> [SET PROBLEM]
Return each line of the records that contains the string "face". Case counts.

> [DATA]
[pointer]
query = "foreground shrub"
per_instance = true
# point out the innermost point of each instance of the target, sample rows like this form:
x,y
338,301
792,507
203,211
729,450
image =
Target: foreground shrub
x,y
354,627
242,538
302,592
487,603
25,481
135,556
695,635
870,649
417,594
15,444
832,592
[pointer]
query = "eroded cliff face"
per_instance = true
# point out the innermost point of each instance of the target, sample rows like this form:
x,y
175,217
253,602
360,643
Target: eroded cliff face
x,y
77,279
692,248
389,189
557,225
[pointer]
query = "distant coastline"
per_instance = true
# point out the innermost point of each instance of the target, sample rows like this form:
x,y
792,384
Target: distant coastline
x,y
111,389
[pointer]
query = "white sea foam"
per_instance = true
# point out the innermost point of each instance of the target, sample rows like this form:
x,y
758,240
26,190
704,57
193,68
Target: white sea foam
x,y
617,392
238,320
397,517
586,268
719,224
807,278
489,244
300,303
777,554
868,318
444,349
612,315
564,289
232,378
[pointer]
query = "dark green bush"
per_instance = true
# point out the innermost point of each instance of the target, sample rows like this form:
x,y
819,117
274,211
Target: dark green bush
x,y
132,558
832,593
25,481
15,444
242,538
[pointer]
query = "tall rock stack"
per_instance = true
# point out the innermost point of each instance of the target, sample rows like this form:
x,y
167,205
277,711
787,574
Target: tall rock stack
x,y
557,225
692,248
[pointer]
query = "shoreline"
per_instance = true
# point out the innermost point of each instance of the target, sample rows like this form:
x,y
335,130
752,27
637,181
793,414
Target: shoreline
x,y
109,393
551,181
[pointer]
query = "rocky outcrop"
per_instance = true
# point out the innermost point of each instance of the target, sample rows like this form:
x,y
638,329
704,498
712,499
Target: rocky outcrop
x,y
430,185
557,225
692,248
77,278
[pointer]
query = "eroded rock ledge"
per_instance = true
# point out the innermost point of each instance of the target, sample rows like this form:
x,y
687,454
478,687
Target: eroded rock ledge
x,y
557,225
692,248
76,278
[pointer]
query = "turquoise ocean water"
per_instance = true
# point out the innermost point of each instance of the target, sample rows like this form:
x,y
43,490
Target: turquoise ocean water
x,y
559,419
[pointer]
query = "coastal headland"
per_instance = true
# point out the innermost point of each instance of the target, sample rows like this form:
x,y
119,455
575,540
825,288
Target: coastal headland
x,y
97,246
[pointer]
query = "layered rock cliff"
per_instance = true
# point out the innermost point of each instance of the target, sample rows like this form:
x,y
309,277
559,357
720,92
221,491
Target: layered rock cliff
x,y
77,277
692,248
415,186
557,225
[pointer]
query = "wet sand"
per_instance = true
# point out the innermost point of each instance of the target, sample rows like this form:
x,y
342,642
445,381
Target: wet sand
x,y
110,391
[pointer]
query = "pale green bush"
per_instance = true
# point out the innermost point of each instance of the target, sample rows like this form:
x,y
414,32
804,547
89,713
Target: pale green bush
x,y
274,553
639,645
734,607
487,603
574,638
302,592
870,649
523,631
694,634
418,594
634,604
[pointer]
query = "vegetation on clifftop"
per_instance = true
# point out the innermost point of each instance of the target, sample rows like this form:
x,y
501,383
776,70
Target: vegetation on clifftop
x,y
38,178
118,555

> [RESPONSE]
query = "eroded cliff face"
Target: eroded cliff face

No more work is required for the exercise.